Indica cada línea del listado que contenga la palabra "tree" y cópiala completa.

* [Material proporcionado]:
-----

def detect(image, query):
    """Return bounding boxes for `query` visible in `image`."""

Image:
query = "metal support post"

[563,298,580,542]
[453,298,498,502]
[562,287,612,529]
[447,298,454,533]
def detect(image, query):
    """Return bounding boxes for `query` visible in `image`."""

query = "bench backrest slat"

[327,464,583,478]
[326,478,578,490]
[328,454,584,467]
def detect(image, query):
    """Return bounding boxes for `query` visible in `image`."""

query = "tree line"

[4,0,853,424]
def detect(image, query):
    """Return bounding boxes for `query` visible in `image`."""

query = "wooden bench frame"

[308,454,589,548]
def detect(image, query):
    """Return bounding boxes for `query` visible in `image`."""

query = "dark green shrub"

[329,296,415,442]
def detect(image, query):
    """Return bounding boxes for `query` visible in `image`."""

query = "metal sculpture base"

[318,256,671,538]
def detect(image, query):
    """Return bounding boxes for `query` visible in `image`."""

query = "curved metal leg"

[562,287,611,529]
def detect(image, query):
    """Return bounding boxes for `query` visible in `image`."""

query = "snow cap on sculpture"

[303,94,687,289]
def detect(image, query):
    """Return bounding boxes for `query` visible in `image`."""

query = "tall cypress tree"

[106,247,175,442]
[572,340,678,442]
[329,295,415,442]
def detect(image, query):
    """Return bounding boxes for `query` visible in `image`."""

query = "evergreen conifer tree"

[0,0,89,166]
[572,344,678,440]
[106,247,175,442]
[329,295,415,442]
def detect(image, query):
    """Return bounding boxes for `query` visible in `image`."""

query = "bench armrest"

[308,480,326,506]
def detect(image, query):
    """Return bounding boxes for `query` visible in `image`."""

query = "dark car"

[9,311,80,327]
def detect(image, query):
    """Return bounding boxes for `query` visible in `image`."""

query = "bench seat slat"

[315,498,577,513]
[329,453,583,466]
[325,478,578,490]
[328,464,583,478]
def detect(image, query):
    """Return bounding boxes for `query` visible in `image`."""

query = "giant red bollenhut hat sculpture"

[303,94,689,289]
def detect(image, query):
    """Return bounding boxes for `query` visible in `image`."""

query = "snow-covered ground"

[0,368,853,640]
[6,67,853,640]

-----

* [Respuesta final]:
query = "tree line"
query = "tall cypress tree"
query = "evergreen conifer tree"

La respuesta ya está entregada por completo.